Data records
========================================================================
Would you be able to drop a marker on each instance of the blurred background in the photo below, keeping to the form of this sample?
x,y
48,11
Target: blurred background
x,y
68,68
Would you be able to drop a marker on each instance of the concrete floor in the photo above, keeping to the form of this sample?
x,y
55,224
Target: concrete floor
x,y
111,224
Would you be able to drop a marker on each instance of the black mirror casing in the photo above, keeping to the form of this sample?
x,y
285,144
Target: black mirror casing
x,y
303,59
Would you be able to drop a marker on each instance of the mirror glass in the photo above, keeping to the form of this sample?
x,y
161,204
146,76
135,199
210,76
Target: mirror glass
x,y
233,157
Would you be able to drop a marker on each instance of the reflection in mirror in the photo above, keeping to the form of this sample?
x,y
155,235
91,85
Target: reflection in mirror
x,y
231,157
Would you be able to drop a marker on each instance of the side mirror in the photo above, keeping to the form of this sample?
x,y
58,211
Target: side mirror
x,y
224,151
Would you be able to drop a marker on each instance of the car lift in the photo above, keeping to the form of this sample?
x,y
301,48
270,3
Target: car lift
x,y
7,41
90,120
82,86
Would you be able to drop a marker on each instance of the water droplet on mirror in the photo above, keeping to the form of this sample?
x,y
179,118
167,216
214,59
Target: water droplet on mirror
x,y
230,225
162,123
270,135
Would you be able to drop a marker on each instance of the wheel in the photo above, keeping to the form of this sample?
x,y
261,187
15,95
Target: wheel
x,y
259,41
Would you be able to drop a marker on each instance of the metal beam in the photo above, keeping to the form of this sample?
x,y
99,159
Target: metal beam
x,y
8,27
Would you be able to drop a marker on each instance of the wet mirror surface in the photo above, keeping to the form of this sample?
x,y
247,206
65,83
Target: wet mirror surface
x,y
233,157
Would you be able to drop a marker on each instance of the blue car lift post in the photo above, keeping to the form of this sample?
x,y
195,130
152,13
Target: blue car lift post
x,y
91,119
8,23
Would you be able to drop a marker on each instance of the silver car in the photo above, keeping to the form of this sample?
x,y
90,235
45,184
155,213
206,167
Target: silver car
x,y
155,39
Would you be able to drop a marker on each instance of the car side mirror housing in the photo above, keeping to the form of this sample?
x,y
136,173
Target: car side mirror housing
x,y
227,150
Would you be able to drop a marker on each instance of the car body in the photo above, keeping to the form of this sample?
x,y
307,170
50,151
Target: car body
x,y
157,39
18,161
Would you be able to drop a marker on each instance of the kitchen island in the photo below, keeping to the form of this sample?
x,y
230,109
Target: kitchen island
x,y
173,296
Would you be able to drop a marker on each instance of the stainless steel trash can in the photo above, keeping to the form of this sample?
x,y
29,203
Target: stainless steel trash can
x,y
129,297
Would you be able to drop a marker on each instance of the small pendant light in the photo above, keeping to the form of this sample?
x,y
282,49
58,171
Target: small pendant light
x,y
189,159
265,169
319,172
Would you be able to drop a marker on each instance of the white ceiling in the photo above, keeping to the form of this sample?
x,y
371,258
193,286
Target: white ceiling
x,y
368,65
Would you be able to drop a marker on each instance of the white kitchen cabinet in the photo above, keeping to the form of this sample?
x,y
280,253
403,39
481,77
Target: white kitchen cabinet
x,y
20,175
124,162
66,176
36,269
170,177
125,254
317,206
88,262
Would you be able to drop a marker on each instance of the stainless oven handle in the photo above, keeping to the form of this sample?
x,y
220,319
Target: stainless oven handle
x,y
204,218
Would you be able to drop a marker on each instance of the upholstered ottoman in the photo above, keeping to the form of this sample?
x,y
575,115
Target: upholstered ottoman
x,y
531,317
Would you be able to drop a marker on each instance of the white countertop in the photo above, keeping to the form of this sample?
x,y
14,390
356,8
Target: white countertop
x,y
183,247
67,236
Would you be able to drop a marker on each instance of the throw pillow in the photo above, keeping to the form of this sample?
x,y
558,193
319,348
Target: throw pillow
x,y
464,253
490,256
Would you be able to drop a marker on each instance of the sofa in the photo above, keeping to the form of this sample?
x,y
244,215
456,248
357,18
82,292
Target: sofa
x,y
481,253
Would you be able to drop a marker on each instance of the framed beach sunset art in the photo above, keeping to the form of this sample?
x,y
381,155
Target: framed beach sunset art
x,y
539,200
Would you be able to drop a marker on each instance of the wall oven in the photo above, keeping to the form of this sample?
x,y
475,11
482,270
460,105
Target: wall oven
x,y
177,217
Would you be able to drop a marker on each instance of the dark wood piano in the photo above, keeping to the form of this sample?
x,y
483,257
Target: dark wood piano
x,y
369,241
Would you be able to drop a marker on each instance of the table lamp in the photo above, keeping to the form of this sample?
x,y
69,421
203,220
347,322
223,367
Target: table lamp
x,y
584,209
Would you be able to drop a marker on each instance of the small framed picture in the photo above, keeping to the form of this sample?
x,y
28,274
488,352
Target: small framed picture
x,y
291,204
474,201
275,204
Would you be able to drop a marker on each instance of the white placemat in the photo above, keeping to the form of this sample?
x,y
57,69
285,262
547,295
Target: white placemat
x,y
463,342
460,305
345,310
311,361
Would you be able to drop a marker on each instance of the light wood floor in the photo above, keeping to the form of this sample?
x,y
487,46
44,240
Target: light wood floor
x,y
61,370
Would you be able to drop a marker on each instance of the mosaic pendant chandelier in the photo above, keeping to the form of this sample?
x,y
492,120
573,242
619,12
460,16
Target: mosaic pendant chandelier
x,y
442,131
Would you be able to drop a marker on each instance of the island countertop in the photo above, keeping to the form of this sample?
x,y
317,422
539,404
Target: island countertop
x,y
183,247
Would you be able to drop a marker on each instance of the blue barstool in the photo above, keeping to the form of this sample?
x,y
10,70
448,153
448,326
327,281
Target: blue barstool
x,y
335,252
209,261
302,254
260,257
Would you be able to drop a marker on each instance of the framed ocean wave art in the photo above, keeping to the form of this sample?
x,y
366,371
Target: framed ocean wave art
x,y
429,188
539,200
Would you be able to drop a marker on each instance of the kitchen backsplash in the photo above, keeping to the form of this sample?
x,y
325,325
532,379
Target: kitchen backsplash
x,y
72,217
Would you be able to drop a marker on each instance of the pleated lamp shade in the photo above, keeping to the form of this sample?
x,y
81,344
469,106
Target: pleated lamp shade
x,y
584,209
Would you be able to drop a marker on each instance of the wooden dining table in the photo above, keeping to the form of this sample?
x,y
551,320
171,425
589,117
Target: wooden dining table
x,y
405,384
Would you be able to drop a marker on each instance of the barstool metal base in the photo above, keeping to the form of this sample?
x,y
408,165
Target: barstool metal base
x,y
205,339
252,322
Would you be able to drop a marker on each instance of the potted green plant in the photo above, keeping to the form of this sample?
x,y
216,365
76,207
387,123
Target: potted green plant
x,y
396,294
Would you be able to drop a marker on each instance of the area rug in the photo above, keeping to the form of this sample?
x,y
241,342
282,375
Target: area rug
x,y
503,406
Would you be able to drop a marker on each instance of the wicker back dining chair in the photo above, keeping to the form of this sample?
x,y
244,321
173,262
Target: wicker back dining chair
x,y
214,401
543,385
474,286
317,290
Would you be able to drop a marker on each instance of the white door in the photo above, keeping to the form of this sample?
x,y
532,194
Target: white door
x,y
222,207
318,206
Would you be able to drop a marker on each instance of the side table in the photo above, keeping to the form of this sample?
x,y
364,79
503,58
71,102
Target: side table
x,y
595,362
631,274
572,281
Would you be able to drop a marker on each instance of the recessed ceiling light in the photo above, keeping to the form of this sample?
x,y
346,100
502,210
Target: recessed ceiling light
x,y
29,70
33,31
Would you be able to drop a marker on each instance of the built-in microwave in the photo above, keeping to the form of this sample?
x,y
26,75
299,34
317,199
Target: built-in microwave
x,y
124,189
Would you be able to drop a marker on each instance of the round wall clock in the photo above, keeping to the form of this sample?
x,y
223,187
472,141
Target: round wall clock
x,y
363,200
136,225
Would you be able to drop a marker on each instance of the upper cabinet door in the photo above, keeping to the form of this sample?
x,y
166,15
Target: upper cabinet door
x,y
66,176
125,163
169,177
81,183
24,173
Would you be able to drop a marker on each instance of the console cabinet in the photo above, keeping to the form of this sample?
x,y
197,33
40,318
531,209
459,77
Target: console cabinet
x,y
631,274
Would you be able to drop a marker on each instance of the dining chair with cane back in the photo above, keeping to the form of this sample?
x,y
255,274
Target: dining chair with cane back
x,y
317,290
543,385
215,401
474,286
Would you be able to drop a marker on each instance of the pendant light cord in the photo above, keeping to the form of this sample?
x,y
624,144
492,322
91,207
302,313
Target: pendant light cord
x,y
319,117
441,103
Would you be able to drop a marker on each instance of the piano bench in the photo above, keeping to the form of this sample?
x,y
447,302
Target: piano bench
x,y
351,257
========================================================================
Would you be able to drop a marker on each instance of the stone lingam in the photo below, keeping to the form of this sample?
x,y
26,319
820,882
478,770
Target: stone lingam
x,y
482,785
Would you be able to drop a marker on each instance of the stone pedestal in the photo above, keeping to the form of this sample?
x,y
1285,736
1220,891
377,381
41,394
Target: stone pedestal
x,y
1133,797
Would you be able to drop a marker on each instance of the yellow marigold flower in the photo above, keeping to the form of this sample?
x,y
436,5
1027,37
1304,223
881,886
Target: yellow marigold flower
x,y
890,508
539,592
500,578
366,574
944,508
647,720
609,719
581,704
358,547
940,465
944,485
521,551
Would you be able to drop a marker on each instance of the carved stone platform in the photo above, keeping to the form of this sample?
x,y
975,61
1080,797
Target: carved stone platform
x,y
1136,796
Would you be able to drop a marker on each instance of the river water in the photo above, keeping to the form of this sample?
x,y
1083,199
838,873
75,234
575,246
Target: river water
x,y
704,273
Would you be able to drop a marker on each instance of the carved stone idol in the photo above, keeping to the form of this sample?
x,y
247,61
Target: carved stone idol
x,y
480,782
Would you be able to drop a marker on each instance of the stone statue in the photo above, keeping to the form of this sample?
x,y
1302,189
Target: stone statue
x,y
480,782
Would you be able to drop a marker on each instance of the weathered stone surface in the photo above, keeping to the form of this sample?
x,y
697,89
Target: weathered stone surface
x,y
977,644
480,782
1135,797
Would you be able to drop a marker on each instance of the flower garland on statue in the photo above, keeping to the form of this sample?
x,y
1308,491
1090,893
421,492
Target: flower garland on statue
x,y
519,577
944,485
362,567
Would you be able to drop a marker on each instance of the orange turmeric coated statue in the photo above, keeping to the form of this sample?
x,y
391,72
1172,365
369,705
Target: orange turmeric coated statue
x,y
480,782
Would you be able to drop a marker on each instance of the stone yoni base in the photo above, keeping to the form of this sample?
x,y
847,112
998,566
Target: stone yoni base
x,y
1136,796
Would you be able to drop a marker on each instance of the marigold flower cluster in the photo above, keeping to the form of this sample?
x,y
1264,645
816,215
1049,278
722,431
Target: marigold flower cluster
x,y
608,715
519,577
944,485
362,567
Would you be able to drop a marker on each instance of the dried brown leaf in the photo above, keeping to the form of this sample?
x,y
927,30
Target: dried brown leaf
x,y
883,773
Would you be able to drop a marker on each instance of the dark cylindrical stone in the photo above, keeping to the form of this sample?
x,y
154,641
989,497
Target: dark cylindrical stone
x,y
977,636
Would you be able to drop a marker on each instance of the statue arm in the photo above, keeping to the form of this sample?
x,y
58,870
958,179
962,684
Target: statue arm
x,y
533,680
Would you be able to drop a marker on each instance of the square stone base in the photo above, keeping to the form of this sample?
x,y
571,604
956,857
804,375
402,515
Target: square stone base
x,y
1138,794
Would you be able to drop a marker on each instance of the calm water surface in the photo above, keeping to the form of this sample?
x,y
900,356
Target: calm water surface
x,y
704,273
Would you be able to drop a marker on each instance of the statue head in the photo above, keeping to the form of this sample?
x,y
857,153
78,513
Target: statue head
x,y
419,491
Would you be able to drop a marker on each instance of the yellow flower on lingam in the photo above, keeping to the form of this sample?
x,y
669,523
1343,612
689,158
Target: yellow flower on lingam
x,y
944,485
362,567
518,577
========================================================================
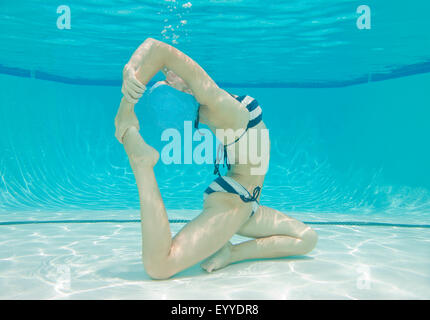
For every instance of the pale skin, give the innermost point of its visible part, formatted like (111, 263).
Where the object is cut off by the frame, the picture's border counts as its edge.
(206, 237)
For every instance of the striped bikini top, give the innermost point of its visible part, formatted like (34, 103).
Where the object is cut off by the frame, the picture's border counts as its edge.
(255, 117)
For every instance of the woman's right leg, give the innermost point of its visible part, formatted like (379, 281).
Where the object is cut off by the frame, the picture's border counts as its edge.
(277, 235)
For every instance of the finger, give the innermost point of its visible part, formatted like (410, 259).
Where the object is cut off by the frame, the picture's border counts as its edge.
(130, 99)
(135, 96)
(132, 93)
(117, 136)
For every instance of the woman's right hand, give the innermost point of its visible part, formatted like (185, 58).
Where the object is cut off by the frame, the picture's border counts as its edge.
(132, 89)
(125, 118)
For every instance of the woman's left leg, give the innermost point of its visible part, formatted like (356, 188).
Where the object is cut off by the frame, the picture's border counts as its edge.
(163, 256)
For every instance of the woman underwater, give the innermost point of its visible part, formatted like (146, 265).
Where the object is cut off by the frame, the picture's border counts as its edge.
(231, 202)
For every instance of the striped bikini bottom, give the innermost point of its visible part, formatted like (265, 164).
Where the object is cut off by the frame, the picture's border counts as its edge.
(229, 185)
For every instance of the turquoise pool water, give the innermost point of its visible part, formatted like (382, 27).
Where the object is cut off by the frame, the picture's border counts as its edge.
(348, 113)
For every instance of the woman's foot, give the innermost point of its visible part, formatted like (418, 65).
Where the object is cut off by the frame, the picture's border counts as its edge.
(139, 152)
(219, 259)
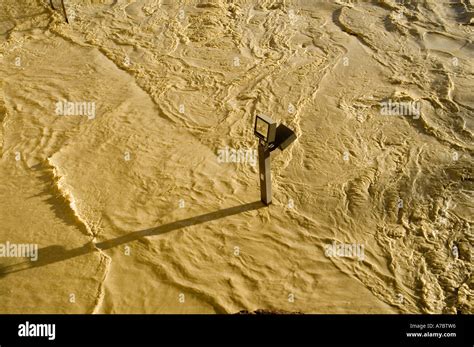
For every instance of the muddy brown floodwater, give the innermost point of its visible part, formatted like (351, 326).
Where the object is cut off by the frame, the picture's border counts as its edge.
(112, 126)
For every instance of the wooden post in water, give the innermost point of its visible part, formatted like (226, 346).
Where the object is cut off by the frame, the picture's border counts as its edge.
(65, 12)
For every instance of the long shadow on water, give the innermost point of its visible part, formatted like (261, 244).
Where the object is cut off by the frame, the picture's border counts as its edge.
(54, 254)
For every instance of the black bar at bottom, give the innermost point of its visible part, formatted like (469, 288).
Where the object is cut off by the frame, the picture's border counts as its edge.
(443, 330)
========================================================================
**What to do:** Filter the data records above, keeping every line that contains the string "oven" and copying each one in full.

**Task result:**
Would you be able to drop a marker on each instance of the stainless oven handle in the photo above, keeping to the form of this sample?
Target: stainless oven handle
Would you be able to drop a marker on each instance of the wall oven in the photo above, keeping to the form of this sample?
Target: wall oven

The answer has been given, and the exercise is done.